## EXERCISE OBJECTIVE:
Give back the line where "Target: inflatable water bottle" appears and all the lines after it until the listing ends, unchanged and with nothing else.

── DATASET

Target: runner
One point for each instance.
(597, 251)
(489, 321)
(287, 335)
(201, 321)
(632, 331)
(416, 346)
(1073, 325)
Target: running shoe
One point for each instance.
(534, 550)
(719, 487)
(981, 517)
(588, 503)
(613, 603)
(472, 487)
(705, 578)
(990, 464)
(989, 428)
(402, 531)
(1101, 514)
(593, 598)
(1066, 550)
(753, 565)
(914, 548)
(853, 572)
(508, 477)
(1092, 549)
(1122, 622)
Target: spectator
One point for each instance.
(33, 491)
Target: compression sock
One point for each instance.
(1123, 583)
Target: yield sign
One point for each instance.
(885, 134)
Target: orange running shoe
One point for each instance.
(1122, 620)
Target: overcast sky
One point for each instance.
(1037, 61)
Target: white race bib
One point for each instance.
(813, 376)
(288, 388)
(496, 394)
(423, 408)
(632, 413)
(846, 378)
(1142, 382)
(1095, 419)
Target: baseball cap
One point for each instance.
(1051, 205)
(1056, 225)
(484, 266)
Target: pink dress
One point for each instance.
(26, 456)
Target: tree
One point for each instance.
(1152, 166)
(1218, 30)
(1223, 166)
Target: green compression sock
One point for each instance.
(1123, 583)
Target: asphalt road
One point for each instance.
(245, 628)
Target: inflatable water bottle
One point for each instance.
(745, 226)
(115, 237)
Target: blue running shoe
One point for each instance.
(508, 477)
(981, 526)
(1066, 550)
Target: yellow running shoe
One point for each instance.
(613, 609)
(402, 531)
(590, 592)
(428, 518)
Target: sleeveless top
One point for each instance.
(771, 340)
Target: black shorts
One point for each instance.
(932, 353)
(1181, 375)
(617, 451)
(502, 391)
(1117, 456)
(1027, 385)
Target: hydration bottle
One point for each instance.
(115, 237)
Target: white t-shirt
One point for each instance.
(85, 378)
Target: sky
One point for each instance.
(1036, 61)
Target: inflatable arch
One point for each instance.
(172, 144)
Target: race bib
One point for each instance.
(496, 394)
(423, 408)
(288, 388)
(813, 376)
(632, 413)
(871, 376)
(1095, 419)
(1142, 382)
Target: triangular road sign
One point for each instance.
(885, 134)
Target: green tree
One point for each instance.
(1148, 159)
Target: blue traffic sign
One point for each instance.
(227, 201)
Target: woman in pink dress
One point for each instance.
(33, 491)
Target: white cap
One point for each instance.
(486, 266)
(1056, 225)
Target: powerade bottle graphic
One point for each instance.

────

## REPLY TO THE EXERCISE:
Target: inflatable water bottle
One point for each instance.
(745, 226)
(115, 237)
Target: blue running shoe
One point for each instance.
(508, 477)
(981, 526)
(1066, 550)
Target: yellow running shoe
One point for each instance.
(613, 609)
(402, 531)
(590, 592)
(428, 518)
Target: sleeveless top
One point for each instance.
(771, 340)
Target: black shorts
One point for each instance.
(932, 353)
(1181, 375)
(617, 451)
(502, 391)
(1117, 456)
(1027, 385)
Target: hydration bottle
One point for each instance.
(115, 237)
Target: white t-shirt
One point for each instance.
(85, 378)
Target: sky
One point for each instance.
(1036, 61)
Target: inflatable arch
One point for each instance.
(172, 144)
Target: race bib
One point for each instance.
(496, 394)
(423, 408)
(288, 388)
(813, 376)
(632, 413)
(871, 376)
(1095, 419)
(1142, 382)
Target: triangular road sign
One point for each instance.
(885, 134)
Target: green tree
One point for each instance.
(1148, 159)
Target: blue traffic sign
One point for each instance.
(227, 201)
Target: woman in pink dress
One point for each instance.
(33, 491)
Target: white cap
One point for each instance.
(486, 266)
(1056, 225)
Target: powerade bottle graphic
One point for each instance.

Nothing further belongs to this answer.